> **Tus tareas**
1. En el fragmento sobre las penas infamantes, ¿qué pena temía la gente y llevaban implícita las ejecuciones públicas?
2. Por favor, prosigue el fragmento sobre las penas infamantes a partir de su última oración.
====== Fragmento ======
Ambos ejemplos son representativos de la forma como las monarquías presentaban su poder a la sociedad y, en ambos casos, vemos como la exhibición a la gente de las ejecuciones tenían la finalidad de hacer ver el poder del Rey, pero también llevaban implícita una pena la que la gente temía: La Infamia, la que conllevaba la denigración de la persona y la figura que esta hubiese tenido frente a sus conciudadanos y no en vano las constituciones actuales prohíben este tipo de sanciones y así lo hace la nuestra en cuyo artículo 22 se menciona : Quedan prohibidas las penas de muerte, de mutilación, de infamia, la marca, los azotes, los palos, el tormento de cualquier especie, la multa excesiva, la confiscación de bienes y cualesquiera otras penas inusitadas y trascendentales…
Las penas infamantes son aquellas que afectan el honor y la imagen que la persona tiene frente a los grupos con los que convive; degradan a la dignidad de la persona y de sus allegados a través de la humillación de su persona. Por eso son prohibidas en los sistemas jurídicos actuales.
====== Conjunto de datos ======
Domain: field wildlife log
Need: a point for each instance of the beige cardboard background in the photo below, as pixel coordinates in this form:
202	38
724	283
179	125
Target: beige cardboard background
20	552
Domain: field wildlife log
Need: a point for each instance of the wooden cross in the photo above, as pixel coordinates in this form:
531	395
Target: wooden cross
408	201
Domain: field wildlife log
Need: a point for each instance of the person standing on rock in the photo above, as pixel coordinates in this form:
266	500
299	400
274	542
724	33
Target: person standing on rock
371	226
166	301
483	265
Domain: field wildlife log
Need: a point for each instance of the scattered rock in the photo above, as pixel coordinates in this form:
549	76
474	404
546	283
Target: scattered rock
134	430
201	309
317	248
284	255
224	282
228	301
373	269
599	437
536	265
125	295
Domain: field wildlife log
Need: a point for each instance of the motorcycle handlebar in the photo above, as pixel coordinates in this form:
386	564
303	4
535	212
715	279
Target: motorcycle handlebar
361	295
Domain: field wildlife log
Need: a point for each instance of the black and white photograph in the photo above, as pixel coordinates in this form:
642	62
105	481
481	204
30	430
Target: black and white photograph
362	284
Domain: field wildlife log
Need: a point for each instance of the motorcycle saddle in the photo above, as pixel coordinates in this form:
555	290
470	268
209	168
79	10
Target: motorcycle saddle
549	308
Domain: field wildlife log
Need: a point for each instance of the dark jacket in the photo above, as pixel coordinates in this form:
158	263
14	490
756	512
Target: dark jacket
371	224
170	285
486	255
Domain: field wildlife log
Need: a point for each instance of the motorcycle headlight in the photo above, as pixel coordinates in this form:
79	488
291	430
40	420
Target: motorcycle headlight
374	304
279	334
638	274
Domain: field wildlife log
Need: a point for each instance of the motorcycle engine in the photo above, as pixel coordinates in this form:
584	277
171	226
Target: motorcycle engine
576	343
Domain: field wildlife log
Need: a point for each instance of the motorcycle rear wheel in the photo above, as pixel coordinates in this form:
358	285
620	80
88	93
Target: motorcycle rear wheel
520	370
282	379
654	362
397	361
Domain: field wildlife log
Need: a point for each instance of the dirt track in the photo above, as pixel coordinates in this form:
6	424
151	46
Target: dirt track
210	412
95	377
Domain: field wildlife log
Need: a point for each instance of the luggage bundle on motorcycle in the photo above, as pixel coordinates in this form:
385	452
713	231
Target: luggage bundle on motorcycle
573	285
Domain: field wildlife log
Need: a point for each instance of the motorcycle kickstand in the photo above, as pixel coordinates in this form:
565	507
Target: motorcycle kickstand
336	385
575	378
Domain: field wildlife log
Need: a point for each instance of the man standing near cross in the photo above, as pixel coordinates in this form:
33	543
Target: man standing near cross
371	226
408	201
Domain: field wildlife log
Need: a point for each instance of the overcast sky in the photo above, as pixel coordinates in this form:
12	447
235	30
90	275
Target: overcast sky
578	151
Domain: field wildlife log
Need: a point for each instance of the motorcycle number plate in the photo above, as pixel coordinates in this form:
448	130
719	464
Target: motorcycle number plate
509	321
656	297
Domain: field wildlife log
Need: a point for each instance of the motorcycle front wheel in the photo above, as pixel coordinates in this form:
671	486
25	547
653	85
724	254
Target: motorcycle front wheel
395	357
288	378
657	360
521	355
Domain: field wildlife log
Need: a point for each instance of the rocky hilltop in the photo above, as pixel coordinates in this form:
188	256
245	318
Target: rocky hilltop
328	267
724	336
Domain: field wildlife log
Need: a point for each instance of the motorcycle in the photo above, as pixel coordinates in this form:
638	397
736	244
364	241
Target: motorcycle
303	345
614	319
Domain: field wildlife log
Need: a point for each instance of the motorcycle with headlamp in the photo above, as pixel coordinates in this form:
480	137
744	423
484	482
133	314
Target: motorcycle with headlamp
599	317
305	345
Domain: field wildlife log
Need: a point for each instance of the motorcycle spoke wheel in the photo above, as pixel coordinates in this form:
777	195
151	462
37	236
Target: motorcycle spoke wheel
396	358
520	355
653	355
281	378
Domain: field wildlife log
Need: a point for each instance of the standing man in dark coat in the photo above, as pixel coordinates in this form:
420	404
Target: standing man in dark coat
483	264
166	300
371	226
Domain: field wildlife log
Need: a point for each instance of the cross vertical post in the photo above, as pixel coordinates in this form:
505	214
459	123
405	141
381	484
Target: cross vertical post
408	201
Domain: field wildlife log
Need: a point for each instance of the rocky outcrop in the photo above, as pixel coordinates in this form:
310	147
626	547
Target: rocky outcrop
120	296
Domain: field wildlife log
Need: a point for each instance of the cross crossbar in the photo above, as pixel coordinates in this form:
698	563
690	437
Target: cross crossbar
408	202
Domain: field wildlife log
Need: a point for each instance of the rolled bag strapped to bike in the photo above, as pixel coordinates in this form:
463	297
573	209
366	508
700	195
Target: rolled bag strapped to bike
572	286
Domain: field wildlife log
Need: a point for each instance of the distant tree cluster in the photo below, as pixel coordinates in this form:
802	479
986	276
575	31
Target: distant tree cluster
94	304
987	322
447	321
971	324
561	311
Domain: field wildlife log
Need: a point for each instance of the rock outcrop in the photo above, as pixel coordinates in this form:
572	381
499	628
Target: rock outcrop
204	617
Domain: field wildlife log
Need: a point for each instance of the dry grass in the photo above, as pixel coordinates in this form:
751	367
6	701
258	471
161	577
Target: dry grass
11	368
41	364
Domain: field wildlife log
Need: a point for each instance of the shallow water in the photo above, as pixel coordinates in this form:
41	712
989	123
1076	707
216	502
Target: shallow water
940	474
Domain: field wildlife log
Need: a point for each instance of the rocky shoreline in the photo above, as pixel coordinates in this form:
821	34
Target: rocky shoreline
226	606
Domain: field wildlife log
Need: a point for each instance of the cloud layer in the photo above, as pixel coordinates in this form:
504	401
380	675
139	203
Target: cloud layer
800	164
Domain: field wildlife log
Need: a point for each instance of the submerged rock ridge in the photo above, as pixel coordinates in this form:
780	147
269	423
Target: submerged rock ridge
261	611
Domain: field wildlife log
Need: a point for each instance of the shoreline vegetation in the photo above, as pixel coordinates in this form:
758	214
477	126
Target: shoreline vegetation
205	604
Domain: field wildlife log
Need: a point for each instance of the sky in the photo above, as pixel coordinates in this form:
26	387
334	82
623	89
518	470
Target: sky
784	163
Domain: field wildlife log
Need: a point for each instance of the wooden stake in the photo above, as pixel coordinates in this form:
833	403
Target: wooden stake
======
> **Problemas resueltos**
1. La infamia.

2.
La palabra roña se refiere a algo que es desaseado o sucio, pero también la aplicamos a aquellos que padecen de la enfermedad de la sarna, una enfermedad producida por un ácaro y que es fácilmente transmisible.
Triste espectáculo se presentó la semana pasada en el Senado de nuestro país cuando el ciudadano Carlos Velázquez tuvo que presentar disculpas al presidente de ese órgano Fernández Noroña, frente a el y los senadores presentes en ese pleno, por haberle insultado ocho meses antes en un aeropuerto. Definitivamente la dignidad del ciudadano se vio degradada por ese acto infamante. Una demostración de poder al puro estilo monárquico, que esperemos no se expanda como la roña.